>> Begin Extracted text
For many years, the people who own the "main" house on the land — about an acre (+/- 4000 Sq. Meters), all told — had a garage-turned-apartment at one end of the property that they rented out to a local landscaper... who has been a very good neighbor.

Neighborhood sculpture

Now they are building a "luxury" house on that land. We are presuming, at this point, to mostly use as an "airbnb" venue they can rent out for $150 or more a night.

Meanwhile, the landscaper is going to be out of a place to live by May, and he's most likely going to have to move away because it's unlikely he'll be able to find anywhere to live here on a landscaper's income.

Meanwhile, Downtown...

We live in a small city of some 10,000 people. When I first moved here in 2006, the downtown area mostly consisted of storekeepers living upstairs from their shops, and the taller buildings had a variety of apartments.

We have been watching the nature of town slowly change, as largely affordable apartments become fewer and fewer as absentee "investors" buy up more and more buildings, completely gut them, and turn them into "luxury condominiums."

Older downtown building...

Of course, the people who used to live there can no longer afford the rents, and certainly have no hope of qualifying to buy such places.

The word that sometimes gets used is "gentrification," but sometimes I wonder if that's even an appropriate description...

Who is BUYING These Places?

There are actually some serious functional problems with what's happening.

Aside from the fact that the people who actually use and service the town can less and less afford to live here, these "improvements" actually have some problems.

Downtown waterfront buildings...

One of the problems is that the (alleged) target market aren't actually all that thrilled with the modernization. What the more upscale potential buyers really want in these old buildings is improved wiring, plumbing, insulation and more energy efficient windows and such things... what they are getting is huge shiny appliances and media rooms; things that don't really belong in a Victorian-era building in a smaller town.
>> End Extracted text
Task instructions:
• A. Quote the rows from the one containing "the black backpack" through the final row, both ends included.
• B. Continue the passage on local housing from the point where it stops.
The passage on local housing and the rows that follow it have no connection to each other.
>> Begin Dataset content
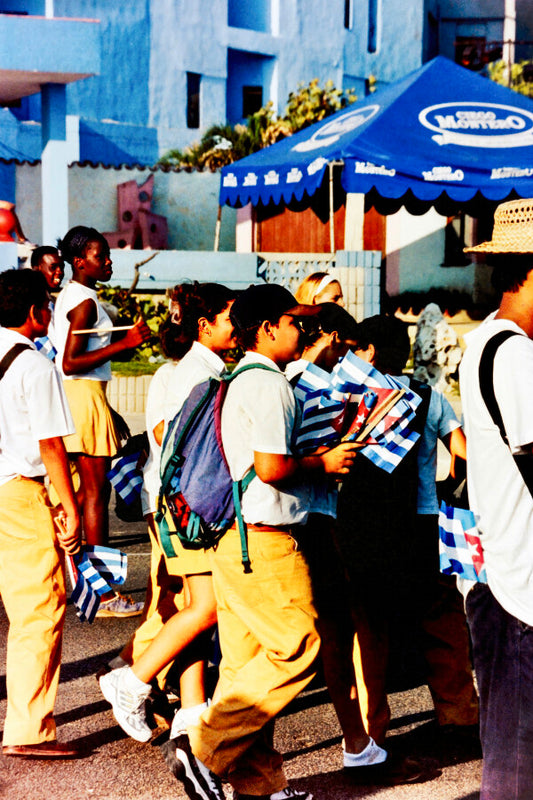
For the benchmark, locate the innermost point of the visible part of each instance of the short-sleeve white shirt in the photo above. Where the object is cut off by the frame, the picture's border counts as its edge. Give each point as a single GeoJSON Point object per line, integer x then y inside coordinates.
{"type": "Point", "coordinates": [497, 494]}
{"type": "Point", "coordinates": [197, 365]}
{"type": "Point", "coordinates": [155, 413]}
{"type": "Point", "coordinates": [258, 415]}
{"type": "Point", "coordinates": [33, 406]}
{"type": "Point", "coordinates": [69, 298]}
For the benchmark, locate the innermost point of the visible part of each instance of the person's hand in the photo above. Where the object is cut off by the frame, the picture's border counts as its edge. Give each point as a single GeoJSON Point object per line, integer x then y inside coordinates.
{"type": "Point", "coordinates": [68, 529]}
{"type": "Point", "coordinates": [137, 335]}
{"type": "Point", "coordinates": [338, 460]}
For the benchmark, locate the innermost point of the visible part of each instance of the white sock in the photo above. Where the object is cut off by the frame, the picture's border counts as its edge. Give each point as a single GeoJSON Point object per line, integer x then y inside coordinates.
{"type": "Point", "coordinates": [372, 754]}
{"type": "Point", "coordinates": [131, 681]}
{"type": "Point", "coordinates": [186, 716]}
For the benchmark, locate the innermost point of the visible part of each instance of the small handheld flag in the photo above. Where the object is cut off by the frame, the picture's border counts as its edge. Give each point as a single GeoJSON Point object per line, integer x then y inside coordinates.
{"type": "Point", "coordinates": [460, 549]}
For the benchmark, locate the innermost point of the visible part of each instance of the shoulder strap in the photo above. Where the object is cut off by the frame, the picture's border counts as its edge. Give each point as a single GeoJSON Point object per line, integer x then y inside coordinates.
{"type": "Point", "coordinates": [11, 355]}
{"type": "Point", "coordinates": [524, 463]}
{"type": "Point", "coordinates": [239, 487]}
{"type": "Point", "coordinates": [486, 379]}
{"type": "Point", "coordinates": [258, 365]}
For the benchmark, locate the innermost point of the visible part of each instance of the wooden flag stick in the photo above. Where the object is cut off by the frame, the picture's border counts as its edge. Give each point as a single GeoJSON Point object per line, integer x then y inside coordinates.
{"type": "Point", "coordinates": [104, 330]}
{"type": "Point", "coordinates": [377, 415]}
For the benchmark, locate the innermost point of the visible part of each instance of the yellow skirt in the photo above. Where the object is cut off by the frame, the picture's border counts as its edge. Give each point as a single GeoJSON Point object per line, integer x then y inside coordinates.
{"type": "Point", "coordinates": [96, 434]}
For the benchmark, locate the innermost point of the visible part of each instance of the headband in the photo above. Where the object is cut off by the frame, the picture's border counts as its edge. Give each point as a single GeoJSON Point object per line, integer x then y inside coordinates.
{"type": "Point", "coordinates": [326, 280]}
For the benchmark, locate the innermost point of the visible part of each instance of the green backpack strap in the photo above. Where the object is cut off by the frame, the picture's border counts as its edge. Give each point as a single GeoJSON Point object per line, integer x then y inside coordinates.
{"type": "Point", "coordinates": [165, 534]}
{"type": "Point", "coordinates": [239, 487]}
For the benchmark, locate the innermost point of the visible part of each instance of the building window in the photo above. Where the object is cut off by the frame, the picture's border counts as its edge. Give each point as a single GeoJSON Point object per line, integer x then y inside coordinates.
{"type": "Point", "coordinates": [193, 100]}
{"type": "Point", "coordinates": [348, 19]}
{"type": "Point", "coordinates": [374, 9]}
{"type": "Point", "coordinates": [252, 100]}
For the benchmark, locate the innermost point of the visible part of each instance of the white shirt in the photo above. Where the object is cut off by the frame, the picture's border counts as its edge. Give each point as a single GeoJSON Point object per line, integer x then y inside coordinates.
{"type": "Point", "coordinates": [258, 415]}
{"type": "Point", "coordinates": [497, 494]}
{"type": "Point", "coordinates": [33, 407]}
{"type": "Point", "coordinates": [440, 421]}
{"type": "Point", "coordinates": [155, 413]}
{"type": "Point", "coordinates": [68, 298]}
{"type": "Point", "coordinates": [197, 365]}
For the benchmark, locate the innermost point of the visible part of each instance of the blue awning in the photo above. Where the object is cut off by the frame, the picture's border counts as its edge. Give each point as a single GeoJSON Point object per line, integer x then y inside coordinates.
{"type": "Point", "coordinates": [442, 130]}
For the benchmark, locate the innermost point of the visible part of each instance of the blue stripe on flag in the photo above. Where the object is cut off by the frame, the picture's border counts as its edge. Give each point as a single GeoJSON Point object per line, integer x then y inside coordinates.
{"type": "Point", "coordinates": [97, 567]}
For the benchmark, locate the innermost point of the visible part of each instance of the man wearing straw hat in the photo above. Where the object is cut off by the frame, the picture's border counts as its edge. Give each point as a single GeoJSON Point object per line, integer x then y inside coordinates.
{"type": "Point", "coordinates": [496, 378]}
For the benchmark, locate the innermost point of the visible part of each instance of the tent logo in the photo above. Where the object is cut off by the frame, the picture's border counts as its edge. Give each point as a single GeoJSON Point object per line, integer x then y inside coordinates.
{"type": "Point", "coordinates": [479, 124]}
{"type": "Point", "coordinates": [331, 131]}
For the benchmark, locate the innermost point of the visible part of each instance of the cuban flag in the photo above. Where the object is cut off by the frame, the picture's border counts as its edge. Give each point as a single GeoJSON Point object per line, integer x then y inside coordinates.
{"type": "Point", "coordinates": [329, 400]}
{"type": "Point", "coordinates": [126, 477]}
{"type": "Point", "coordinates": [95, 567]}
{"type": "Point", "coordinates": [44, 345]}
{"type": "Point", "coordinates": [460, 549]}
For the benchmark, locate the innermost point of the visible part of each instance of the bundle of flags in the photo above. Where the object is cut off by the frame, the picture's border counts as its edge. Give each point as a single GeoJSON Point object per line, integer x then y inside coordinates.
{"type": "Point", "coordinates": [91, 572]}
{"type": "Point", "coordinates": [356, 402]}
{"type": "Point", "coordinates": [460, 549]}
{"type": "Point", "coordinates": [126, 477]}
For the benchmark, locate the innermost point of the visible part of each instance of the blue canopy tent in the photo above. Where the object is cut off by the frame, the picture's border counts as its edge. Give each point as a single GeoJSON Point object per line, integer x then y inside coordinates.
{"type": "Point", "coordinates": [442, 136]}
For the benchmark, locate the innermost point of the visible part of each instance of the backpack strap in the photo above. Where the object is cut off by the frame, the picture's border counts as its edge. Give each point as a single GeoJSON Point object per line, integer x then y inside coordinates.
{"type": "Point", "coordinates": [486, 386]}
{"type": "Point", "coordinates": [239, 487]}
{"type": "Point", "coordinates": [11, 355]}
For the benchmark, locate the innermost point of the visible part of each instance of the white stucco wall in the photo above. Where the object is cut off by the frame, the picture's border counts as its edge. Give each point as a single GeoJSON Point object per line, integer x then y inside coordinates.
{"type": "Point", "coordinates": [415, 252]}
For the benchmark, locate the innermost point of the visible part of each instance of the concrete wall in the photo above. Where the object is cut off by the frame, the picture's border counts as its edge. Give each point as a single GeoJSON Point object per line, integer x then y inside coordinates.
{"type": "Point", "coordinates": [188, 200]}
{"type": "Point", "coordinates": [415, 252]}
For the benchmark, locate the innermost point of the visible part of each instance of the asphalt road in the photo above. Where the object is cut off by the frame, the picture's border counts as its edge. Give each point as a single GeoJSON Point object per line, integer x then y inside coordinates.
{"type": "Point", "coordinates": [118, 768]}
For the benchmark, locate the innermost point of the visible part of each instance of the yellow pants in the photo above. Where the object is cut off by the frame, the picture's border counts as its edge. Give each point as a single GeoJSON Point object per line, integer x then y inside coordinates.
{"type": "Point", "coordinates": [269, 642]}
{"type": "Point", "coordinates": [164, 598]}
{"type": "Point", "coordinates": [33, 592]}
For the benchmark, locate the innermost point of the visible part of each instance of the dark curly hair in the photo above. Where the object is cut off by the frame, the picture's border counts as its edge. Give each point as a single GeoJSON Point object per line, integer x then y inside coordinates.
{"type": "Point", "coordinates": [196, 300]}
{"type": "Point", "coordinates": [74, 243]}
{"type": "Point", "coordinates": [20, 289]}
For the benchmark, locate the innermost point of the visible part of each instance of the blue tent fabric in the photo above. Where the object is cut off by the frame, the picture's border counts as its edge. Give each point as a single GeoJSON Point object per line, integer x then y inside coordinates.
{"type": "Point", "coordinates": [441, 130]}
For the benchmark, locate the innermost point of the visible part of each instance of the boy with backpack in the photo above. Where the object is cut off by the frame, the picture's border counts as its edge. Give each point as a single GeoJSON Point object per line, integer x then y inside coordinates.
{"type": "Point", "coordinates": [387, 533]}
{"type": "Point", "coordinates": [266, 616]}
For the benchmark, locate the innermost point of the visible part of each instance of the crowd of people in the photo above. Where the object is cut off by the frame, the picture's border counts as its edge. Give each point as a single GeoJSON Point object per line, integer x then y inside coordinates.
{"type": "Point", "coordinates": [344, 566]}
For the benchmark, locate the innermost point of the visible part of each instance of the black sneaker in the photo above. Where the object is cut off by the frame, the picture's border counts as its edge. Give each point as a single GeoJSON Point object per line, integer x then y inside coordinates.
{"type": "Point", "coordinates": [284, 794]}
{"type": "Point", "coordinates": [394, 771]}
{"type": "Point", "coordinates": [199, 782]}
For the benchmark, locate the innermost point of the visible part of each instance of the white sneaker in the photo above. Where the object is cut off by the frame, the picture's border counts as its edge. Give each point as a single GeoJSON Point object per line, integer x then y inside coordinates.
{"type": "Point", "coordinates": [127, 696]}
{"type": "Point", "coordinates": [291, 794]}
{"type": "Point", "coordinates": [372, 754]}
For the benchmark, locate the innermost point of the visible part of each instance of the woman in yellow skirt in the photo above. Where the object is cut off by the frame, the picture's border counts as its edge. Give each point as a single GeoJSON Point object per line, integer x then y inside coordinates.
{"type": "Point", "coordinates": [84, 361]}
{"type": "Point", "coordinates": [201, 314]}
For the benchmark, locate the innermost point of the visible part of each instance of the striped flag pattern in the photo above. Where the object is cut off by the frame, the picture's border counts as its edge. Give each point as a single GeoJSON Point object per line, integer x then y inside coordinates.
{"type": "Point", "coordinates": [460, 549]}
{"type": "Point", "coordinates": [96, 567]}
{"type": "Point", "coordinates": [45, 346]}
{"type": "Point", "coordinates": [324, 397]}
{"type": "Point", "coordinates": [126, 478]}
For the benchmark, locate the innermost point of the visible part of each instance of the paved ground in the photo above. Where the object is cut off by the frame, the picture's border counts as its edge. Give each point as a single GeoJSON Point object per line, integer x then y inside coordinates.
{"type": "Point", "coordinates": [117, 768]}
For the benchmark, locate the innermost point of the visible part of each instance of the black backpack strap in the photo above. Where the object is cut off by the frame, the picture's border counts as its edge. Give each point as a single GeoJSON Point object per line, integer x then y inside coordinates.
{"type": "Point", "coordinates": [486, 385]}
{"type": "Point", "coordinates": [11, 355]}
>> End Dataset content
Answers for the tasks:
• A.
For the benchmark, locate the innermost point of the visible part of each instance of the black backpack strap in the photo above. Where the object is cut off by the frame, the picture's border counts as its edge. Give each point as a single GeoJSON Point object per line, integer x then y inside coordinates.
{"type": "Point", "coordinates": [486, 385]}
{"type": "Point", "coordinates": [11, 355]}

• B.
This, in turn, manifests as "unsold inventory" of $800,000 apartments, which the building owners then see no alternative but to use as more AirBnB's in the interim... thereby removing the properties from both the buyer's market and the renter's market.

Because the demand is high during our May-September tourist season, and the $7,000 a month revenue from renting out the flats as short-term stays is enough to cover overhead... we end up with these buildings sitting basically empty for 6-7 months a year while people are struggling to find places to live.

Another old building being "upgraded"

It's not Just Here...

Of course, this is not a local phenomenon, just here in our town...

It is just as prevalent in large cities around the US and the rest of the world, where giant conglomerates like The Blackstone Group, Inc. will buy up entire city blocks and "upgrade" them for investment purposes.

The "bad" thing about it is that their efforts have little to do with creating housing and a lot to do simply with return-on-investment. But this focus on ROI also is increasingly creating situations where the only people who can afford to live in cities increasingly are the infamous "1%."

What everybody seems to have conveniently forgotten is that the 1% is... well, to be Captain Obvious, here... only one percent of the population, and they only need so many places to live.

Architectural detail

And so, we have this situation in which we have more and more either homeless people or people who have to become long-distance commuters (90 minutes each way, or more) in order to service areas in cities where large chunks of "luxury real estate" sits empty because it's not needed by the people who can actually afford it.

One just has to wonder when that "machinery" is going to grind to a halt, and potentially collapse? Whatever way you look at it, it's certainly not a happy situation for people who actually need places to live and call their homes!

Thanks for reading!

(This creative non-fiction post was written specifically for SteemLEO)

Comments, feedback and other interaction is invited and welcomed! Because — after all — SOCIAL content is about interacting, right? Leave a comment-- share your experiences-- be part of the conversation!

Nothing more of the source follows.